[Bioc-devel] Dependencies in Bioconductor dockers

Tue Sep 1 08:50:10 CEST 2015

On 08/31/2015 09:52 AM, Laurent Gatto wrote:
> On 29 August 2015 01:19, Martin Morgan wrote:
>
>> On 08/28/2015 02:51 PM, Dan Tenenbaum wrote:
>>>
>>> ----- Original Message -----
>>>> From: "Laurent Gatto" <lg390 at cam.ac.uk>
>>>> To: "Dan Tenenbaum" <dtenenba at fredhutch.org>
>>>> Cc: "Kasper Daniel Hansen" <kasperdanielhansen at gmail.com>, "bioC-devel" <bioc-devel at stat.math.ethz.ch>, "Laurent
>>>> Gatto" <lg390 at cam.ac.uk>
>>>> Sent: Friday, August 28, 2015 2:28:29 PM
>>>> Subject: Re: [Bioc-devel] Dependencies in Bioconductor dockers
>>>>
>>>>
>>>> On 28 August 2015 20:42, Dan Tenenbaum wrote:
>>>>
>>>>> ----- Original Message -----
>>>>>> From: "Kasper Daniel Hansen" <kasperdanielhansen at gmail.com>
>>>>>> To: "Laurent Gatto" <lg390 at cam.ac.uk>
>>>>>> Cc: "bioC-devel" <bioc-devel at stat.math.ethz.ch>
>>>>>> Sent: Wednesday, August 26, 2015 2:36:08 PM
>>>>>> Subject: Re: [Bioc-devel] Dependencies in Bioconductor dockers
>>>>>>
>>>>>> This might be especially nice if we use the docker containers for
>>>>>> R
>>>>>> CMD
>>>>>> check.
>>>>>>
>>>>> In this case, you would be checking your own package, right, so the
>>>>> docker image cannot know in advance what the Suggests dependencies
>>>>> of
>>>>> your package are.
>>>>>
>>>>> [More below].
>>>>>
>>>>>
>>>>>> On Wed, Aug 26, 2015 at 10:56 PM, Laurent Gatto <lg390 at cam.ac.uk>
>>>>>> wrote:
>>>>>>
>>>>>>> Dear all,
>>>>>>>
>>>>>>> As far as I can see, the Suggests dependencies of a package are
>>>>>>> not
>>>>>>> included in the docker containers. Would you consider adding
>>>>>>> these?
>>>>>>> It
>>>>>>> would be nice to be able to run all examples and vignette code
>>>>>>> of
>>>>>>> the
>>>>>>> packages available in a container.
>>>>>
>>>>> Adding the Suggests dependencies of all packages installed on the
>>>>> image is going to make the image much bigger. This request comes
>>>>> soon
>>>>> after other requests to reduce the size of the images. We should
>>>>> probably have a wider discussion and decide exactly what type of
>>>>> docker images we want to have.
>>>>>
>>>>> Use cases that have been mentioned are:
>>>>>
>>>>>     - an image for building/checking with travis (sounds similar to
>>>>>       Kasper's request above).  For this one in particular, small
>>>>>       size is
>>>>>       important as Travis has to build its environment from scratch
>>>>>       every
>>>>>       time, and loading large images takes too long.

○ ○ ○ ○ ○

**WHAT IS ASKED**
Continue the mailing-list thread about dependencies in the Bioconductor docker images, picking up right after its last line.

**DATA SUPPLIED**
○ ○ ○ ○ ○

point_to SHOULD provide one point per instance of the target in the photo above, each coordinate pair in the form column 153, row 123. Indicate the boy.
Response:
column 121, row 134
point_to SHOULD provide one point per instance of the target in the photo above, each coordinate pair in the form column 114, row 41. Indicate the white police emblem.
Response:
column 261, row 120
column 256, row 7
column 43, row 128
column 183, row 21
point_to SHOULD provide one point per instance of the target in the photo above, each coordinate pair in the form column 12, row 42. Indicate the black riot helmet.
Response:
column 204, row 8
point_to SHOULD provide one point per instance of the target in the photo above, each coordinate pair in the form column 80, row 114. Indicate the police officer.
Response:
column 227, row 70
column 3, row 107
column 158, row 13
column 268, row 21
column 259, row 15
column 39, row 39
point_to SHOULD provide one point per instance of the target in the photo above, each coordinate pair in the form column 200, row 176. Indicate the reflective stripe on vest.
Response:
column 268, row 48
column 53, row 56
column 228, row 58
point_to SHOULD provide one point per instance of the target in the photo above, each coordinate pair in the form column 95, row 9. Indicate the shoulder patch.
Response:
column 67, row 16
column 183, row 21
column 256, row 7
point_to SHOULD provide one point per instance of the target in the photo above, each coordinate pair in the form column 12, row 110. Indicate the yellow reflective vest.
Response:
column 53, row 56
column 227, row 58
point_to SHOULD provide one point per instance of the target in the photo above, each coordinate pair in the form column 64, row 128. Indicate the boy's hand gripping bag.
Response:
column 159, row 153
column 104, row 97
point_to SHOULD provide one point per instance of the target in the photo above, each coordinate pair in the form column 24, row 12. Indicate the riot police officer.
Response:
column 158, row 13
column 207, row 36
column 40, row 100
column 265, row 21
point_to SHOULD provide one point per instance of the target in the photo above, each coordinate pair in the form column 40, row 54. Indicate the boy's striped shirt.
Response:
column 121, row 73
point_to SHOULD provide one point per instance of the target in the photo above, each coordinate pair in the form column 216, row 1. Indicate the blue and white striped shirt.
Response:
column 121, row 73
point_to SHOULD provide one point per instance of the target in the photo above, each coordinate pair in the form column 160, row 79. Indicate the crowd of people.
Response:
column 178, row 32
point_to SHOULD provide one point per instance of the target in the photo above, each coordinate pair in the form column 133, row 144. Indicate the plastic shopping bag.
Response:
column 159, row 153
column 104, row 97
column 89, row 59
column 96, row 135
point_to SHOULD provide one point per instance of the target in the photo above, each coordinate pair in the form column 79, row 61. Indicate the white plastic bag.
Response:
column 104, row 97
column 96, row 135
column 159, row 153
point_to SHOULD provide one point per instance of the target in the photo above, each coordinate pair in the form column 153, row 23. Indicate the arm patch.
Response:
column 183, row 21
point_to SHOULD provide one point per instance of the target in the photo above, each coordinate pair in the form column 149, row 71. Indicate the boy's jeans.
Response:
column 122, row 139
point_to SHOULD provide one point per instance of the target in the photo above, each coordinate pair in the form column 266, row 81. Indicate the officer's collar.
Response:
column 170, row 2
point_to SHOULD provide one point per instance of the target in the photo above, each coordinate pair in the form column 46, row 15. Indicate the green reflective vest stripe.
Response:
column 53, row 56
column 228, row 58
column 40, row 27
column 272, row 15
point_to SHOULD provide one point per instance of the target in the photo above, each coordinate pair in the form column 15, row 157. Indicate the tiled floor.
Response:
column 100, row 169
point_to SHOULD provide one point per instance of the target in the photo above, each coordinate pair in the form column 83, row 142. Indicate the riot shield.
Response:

○ ○ ○ ○ ○

**OUTPUT OF THE EXERCISE**
>>>>>     - an image that has the Suggests dependencies of all installed
>>>>>       packages installed.
>>>>>
>>>>> We might want to pick a different way to decide what packages are
>>>>> installed on a given image.  Currently we install all packages with
>>>>> a
>>>>> given biocView (Sequencing for example) and this leads to very
>>>>> large
>>>>> images (sequencing = ~7.5GB).
>>>> Thank you for these clarifications, Dan.
>>>>
>>>> If there is interest in having full/complete containers in addition
>>>> to
>>>> requiring light ones, would it make sense to distribute both? Would
>>>> that
>>>> be much overhead?
>>>>
>>> I think it definitely makes sense to distribute the light containers. (and even then, I want to see how small a 'light' container is--one that contains R, LaTeX, and every system dependency that we know about)
>>> I am a little hesitant to make the existing bloated containers even bigger by adding all the Suggests dependencies. That's why I said we might want to revisit the way we decide what packages are on a given container. Right now we use biocViews (Microarray, Sequencing, Proteomics, FlowCytometry) but that results in huge containers containing many packages that people arguably don't use that much but just happen to have the correct biocView. Of course it does have the benefit of being a somewhat democratic method.
>>>
>> I don't really know what I'm talking about, but does it make sense to think of
>> the docker images provided by Bioconductor as building blocks for more
>> specialized containers? i.e., that it should not be 'hard' for a developer to
>> make an image that is appropriate for their particular needs?
>>
>> It seems like there's value to some level of nimbleness provided by small
>> container size. I also wonder about LaTeX -- it seems like HTML vignettes are
>> way better, and since docker images are forward-looking, maybe the images should
>> be provisioned with the notion that they'll support HTML?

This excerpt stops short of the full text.